* begin DATASET EXTRACT *

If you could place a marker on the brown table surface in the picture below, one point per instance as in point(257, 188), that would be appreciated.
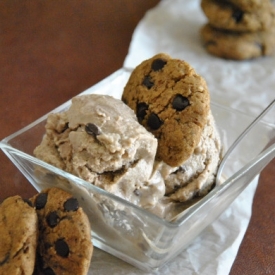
point(52, 50)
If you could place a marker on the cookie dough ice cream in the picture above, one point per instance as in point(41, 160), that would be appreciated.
point(99, 140)
point(161, 152)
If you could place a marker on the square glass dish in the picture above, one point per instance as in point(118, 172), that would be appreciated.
point(125, 230)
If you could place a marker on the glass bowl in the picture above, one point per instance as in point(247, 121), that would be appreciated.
point(125, 230)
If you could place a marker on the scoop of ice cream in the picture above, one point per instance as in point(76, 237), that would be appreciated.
point(196, 175)
point(99, 139)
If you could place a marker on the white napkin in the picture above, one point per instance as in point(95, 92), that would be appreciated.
point(249, 86)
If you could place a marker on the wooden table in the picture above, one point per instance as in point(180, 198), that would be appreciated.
point(52, 50)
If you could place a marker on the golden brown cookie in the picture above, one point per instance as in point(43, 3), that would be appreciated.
point(250, 5)
point(238, 46)
point(18, 237)
point(65, 245)
point(227, 16)
point(171, 101)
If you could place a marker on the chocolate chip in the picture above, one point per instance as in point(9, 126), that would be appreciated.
point(154, 122)
point(147, 82)
point(61, 248)
point(27, 201)
point(41, 200)
point(92, 129)
point(141, 110)
point(71, 204)
point(66, 126)
point(237, 16)
point(180, 102)
point(158, 64)
point(52, 219)
point(48, 271)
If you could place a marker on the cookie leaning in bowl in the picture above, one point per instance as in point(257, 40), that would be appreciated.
point(18, 236)
point(238, 46)
point(64, 245)
point(227, 16)
point(171, 101)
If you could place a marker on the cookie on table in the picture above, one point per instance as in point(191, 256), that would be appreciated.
point(18, 237)
point(65, 245)
point(224, 15)
point(238, 46)
point(171, 101)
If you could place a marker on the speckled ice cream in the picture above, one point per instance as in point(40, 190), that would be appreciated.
point(99, 139)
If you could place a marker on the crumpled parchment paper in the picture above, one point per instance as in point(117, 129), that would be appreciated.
point(248, 86)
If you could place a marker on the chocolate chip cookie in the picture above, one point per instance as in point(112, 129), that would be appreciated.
point(250, 5)
point(238, 46)
point(18, 237)
point(171, 101)
point(227, 16)
point(65, 245)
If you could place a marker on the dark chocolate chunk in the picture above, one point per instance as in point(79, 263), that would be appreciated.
point(147, 82)
point(66, 126)
point(71, 204)
point(48, 271)
point(62, 248)
point(237, 15)
point(141, 110)
point(27, 201)
point(5, 259)
point(92, 129)
point(154, 122)
point(180, 102)
point(137, 192)
point(41, 200)
point(53, 219)
point(158, 64)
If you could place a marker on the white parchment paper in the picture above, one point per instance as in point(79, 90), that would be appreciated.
point(249, 86)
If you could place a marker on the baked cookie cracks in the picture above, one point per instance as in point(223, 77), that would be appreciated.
point(239, 29)
point(171, 101)
point(50, 232)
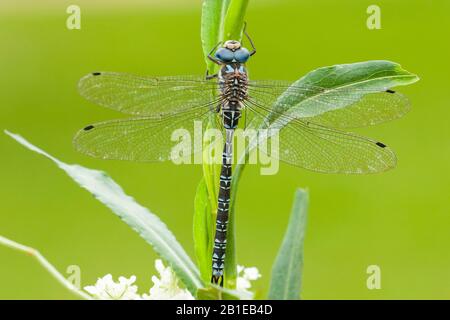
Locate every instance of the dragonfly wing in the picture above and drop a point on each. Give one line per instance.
(144, 138)
(335, 107)
(147, 96)
(318, 148)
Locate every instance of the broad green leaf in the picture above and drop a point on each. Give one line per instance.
(139, 218)
(344, 85)
(287, 269)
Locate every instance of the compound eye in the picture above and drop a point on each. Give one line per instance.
(224, 54)
(241, 55)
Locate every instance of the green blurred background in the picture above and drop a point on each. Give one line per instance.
(398, 220)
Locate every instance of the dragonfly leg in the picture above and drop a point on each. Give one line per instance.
(249, 39)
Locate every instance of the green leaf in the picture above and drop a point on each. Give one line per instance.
(234, 20)
(139, 218)
(213, 15)
(203, 231)
(287, 269)
(345, 84)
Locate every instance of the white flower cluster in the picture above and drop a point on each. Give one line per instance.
(245, 275)
(164, 288)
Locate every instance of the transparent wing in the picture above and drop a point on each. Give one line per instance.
(338, 108)
(147, 96)
(144, 138)
(318, 148)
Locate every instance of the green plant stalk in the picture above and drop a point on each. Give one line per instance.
(221, 20)
(234, 20)
(47, 266)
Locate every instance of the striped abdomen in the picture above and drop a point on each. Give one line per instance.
(233, 86)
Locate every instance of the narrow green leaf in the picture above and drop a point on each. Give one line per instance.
(234, 20)
(139, 218)
(213, 13)
(203, 231)
(287, 269)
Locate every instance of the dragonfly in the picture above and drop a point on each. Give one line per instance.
(312, 136)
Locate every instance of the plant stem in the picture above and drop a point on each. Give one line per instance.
(47, 266)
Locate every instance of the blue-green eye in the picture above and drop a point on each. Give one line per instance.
(241, 55)
(224, 55)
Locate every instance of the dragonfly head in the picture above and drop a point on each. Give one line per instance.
(232, 51)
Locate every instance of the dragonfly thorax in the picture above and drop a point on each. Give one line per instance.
(233, 82)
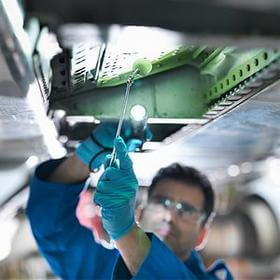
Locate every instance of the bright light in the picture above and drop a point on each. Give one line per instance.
(32, 161)
(233, 170)
(138, 112)
(8, 230)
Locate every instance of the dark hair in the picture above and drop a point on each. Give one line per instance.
(188, 175)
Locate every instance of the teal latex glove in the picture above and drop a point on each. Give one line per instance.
(94, 149)
(116, 193)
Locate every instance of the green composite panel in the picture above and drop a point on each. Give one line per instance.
(183, 83)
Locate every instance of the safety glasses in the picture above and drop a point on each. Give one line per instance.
(184, 210)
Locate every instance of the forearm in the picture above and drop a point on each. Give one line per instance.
(134, 248)
(71, 171)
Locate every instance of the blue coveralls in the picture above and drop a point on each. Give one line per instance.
(70, 248)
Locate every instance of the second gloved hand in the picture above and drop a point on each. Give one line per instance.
(116, 193)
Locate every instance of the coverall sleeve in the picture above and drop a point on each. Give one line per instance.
(69, 248)
(160, 263)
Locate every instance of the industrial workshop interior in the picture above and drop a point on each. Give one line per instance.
(210, 99)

* end DATASET EXTRACT *

### DIRECTIVE
Every line from the one containing "Locate every instance of the safety" through the end of the entries above must be echoed exactly, with both ends kept.

### TASK OUTPUT
Locate every instance of the safety glasses in the picture above and drop a point on each. Give one line per instance.
(184, 210)
Locate every instance of the forearm in the picture above and drop a point on each. Give one line per instance.
(134, 248)
(71, 171)
Locate every instance of the blue coveralls in the picture above and drop a point on each. Give one line per instance.
(70, 248)
Locate every instance of the second gloved hand in the picture above and drop a point on each. Give one line per instance.
(116, 193)
Locate every instance of the coverall sleeve in the picture above and drop a point on each. Give one line per instance.
(69, 248)
(160, 263)
Locate every instance of the industrial workshop interior in the picture above and drop a point on each. Give one line per instance.
(210, 99)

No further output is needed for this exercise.